WORK TO COMPLETE.
Would you extract the whole listing below and retype it exactly?

Coordinate annotation entries:
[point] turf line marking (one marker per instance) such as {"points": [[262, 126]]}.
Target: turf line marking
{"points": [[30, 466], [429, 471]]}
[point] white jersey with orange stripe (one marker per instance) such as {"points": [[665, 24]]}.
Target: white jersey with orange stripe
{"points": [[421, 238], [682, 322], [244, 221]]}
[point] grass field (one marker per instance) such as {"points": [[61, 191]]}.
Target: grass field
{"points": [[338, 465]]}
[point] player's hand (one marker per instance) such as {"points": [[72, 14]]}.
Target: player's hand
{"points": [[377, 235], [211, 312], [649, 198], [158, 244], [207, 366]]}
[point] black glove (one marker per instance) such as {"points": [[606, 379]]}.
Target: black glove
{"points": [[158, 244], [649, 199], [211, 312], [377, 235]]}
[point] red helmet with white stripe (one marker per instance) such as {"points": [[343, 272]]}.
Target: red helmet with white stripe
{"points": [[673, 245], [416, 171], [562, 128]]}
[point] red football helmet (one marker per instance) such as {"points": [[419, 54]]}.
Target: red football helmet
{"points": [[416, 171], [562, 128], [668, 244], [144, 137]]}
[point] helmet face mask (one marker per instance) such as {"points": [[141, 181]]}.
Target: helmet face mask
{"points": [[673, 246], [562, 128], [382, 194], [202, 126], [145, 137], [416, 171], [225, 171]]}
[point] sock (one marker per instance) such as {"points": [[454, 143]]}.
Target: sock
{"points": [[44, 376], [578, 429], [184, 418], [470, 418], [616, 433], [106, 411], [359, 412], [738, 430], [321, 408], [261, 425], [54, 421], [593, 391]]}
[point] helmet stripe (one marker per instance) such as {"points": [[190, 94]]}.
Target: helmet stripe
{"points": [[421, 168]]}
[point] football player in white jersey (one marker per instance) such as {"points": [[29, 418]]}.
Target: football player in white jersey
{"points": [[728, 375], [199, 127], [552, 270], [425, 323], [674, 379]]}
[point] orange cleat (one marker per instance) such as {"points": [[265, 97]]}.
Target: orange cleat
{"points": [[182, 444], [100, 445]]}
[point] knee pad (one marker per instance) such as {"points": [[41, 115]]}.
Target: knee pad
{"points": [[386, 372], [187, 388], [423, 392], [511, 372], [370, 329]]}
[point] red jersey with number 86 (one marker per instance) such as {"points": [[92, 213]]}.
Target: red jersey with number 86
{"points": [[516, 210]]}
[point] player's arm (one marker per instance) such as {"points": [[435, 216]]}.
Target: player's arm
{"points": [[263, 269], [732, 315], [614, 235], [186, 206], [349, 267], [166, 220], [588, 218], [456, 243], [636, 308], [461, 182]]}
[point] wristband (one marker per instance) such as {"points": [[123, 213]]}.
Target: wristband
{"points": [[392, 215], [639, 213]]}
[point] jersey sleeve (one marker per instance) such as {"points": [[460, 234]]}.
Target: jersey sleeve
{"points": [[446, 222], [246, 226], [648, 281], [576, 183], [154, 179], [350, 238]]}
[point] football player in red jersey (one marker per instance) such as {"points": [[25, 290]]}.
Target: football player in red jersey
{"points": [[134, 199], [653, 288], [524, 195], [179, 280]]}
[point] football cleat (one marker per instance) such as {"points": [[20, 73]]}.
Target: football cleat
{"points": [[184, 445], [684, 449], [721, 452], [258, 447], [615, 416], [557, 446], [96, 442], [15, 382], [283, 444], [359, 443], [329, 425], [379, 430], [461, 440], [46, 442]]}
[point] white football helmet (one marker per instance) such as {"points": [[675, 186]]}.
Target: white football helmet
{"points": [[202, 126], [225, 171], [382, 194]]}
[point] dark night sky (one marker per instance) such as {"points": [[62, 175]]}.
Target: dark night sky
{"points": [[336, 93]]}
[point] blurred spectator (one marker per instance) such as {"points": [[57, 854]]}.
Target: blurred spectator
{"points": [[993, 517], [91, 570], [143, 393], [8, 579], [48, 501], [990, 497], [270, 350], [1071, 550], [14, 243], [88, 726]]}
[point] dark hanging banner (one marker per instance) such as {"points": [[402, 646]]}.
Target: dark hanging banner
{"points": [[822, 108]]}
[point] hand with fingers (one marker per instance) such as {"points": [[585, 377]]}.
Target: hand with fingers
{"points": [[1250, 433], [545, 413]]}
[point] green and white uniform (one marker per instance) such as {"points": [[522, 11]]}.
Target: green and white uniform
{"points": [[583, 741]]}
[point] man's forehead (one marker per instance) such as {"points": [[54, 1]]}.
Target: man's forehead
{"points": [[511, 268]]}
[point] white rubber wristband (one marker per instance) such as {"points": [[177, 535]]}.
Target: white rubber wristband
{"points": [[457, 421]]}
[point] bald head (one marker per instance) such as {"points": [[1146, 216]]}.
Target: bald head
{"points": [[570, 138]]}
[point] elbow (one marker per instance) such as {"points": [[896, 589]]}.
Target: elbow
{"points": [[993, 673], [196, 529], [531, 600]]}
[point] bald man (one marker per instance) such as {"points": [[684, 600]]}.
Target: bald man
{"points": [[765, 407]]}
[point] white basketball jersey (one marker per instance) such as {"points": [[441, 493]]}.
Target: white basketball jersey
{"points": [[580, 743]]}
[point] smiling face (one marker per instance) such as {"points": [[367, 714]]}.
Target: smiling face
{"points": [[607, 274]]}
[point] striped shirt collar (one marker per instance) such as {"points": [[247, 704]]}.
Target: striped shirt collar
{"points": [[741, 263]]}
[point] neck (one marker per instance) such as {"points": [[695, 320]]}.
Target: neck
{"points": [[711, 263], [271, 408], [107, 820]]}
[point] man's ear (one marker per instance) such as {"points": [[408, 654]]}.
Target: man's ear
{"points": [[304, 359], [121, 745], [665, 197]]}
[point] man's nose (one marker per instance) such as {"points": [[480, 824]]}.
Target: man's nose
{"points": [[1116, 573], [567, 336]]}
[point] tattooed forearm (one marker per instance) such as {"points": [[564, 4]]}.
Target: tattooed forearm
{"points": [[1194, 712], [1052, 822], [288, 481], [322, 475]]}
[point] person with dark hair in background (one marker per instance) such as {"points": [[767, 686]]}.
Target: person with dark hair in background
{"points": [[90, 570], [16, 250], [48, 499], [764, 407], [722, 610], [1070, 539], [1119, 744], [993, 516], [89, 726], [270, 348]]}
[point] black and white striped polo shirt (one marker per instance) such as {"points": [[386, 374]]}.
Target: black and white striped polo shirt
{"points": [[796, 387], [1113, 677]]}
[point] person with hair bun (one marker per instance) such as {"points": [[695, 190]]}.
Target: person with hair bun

ANSWER TO THE TASK.
[point] turf line marking (one marker per instance) such as {"points": [[262, 126]]}.
Target: turf line marking
{"points": [[30, 466], [429, 471]]}
[point] white jersey with orange stripe (one marker per instance) such as {"points": [[665, 24]]}.
Target: white jersey with orange stripe
{"points": [[421, 238], [682, 322], [244, 221]]}
[point] grass field (one marker per instance) such as {"points": [[61, 191]]}.
Target: grass field
{"points": [[338, 465]]}
[point] player's hand (one marker per instance) such as {"points": [[72, 14]]}.
Target: player's hand
{"points": [[377, 235], [211, 312], [649, 198], [158, 244], [207, 366]]}
[point] black glove (one marker per instance) such as {"points": [[606, 379]]}.
Target: black glove
{"points": [[158, 244], [649, 199], [211, 312], [377, 235]]}
[point] red helmet with white stripe (one marker per instance) such as {"points": [[343, 272]]}.
Target: red helmet with white stripe
{"points": [[673, 245], [416, 171], [562, 128]]}
[point] red football helmet (one marker per instance) such as {"points": [[419, 54]]}.
Target: red football helmet
{"points": [[416, 171], [562, 128], [668, 244], [144, 137]]}
[point] helmet face mask (one marker per instance) such as {"points": [[141, 181]]}.
Target: helmet face mask
{"points": [[673, 246], [562, 128], [382, 194], [202, 126], [145, 137], [416, 171], [225, 171]]}
[point] sock (one marker per instance) such as {"points": [[454, 143]]}.
Target: sock
{"points": [[44, 376], [578, 429], [184, 418], [470, 418], [616, 433], [106, 411], [359, 412], [738, 430], [321, 408], [261, 425], [54, 421], [593, 391]]}
[point] helmet stripe (one marker per instance) such as {"points": [[190, 94]]}.
Target: helmet stripe
{"points": [[421, 168]]}
[point] football player in white jersey (one marker per instance) such as {"points": [[29, 418]]}.
Target: football player in white jersey
{"points": [[728, 375], [199, 127], [552, 270], [425, 323], [674, 379]]}
[point] orange cleat (one marker per instance) such as {"points": [[265, 97]]}.
Target: orange cleat
{"points": [[182, 444], [100, 445]]}
[point] knee pad (one marker per instance) such as {"points": [[41, 115]]}.
Target: knee pad
{"points": [[386, 372], [187, 388], [423, 392], [511, 372], [370, 329]]}
[point] red jersey with number 86 (one marker per instance) such as {"points": [[92, 213]]}.
Target: red jersey with number 86
{"points": [[516, 210]]}
[point] player's arm (one marker per instance) such as {"points": [[435, 216]]}.
Target: player's arm
{"points": [[263, 269], [732, 315], [614, 235], [186, 206], [349, 267], [166, 220], [588, 218], [456, 243], [636, 308], [461, 182]]}
[point] wristband (one marker per instance) such as {"points": [[123, 213]]}.
Target: wristband
{"points": [[392, 215], [639, 213]]}
[point] jersey sleeve (one marker per instance) such as {"points": [[460, 234]]}.
Target: jersey sleeve
{"points": [[446, 222], [246, 226], [648, 281], [576, 183], [154, 179], [350, 238]]}
[point] football player in red jersey (one marker per instance) such as {"points": [[25, 290]]}.
Target: football player in red jersey
{"points": [[134, 199], [653, 288], [524, 195], [179, 280]]}
[point] football cleat (one marker per instance) such as {"points": [[20, 73]]}.
Target: football cleat
{"points": [[184, 445], [684, 449], [721, 452], [258, 447], [615, 416], [557, 446], [96, 442], [15, 382], [283, 444], [359, 443], [329, 425], [379, 430], [461, 440], [46, 442]]}
[point] white football helmet (one marker per instance) such as {"points": [[675, 186]]}.
Target: white football helmet
{"points": [[202, 126], [225, 171], [382, 194]]}
[point] dark night sky (one marker per instance) such as {"points": [[62, 175]]}.
Target: dark night sky
{"points": [[336, 93]]}
[point] blurred spectator (one marker per instance) such as {"points": [[57, 854]]}.
Target: blurred spectator
{"points": [[993, 517], [91, 570], [143, 393], [8, 579], [48, 501], [990, 497], [270, 350], [1071, 550], [14, 243], [88, 726]]}
[point] dark hanging banner (one marker per instance) such as {"points": [[402, 646]]}.
Target: dark hanging banner
{"points": [[822, 108]]}
[point] hand with fingers (one marker per instance) such as {"points": [[585, 377]]}.
Target: hand with fingers
{"points": [[1250, 433], [545, 413]]}
[point] green and white uniform (one marker per instance) such as {"points": [[522, 11]]}.
Target: green and white uniform
{"points": [[583, 741]]}
[point] man's forehead (one marker per instance) such as {"points": [[54, 1]]}.
Target: man's forehead
{"points": [[511, 268]]}
[point] white rubber wristband (one marker per instance) such as {"points": [[177, 535]]}.
Target: white rubber wristband
{"points": [[457, 421]]}
[point] bald head (one marker per instance) such as {"points": [[1146, 216]]}.
Target: bald head
{"points": [[570, 138]]}
[point] elbow (one marker per instance) such as {"points": [[896, 589]]}.
Target: elbow
{"points": [[993, 673], [196, 529], [531, 600]]}
[point] bald man (one marker per instance) such as {"points": [[684, 600]]}.
Target: bald man
{"points": [[765, 407]]}
[point] white basketball jersey (one marker per instance) such as {"points": [[441, 493]]}.
Target: white basketball jersey
{"points": [[580, 743]]}
[point] smiling face (one marker per instance) such as {"points": [[367, 714]]}.
Target: smiling face
{"points": [[607, 274]]}
[point] striped shirt collar (one marker per instance) such as {"points": [[247, 704]]}.
Target: striped shirt collar
{"points": [[741, 263]]}
[point] neck (one marker per instance) such as {"points": [[695, 320]]}.
Target: neck
{"points": [[711, 263], [271, 408], [107, 820]]}
[point] man's ear (one marker per instance) such as {"points": [[408, 654]]}.
Target: man's ear
{"points": [[304, 359], [121, 745], [665, 197]]}
[point] man's nose (one marker per instance) such as {"points": [[480, 824]]}.
Target: man's nose
{"points": [[1116, 573], [567, 336]]}
[point] tattooed forearm (one marker per instance) such as {"points": [[564, 4]]}.
Target: tattooed forearm
{"points": [[1194, 712], [1052, 822], [288, 481], [322, 475]]}
[point] person with dark hair in background (one marker per instance) such as {"points": [[767, 686]]}.
Target: person with dark hair in background
{"points": [[90, 570], [16, 250], [48, 499], [764, 407], [722, 610], [1070, 539], [1119, 744], [993, 516], [89, 726], [270, 348]]}
[point] black and white striped polo shirt (one marker per instance) such as {"points": [[386, 374]]}.
Target: black and white striped polo shirt
{"points": [[796, 387], [1113, 677]]}
[point] person with hair bun (one marker per instance) such as {"points": [[695, 190]]}.
Target: person with hair bun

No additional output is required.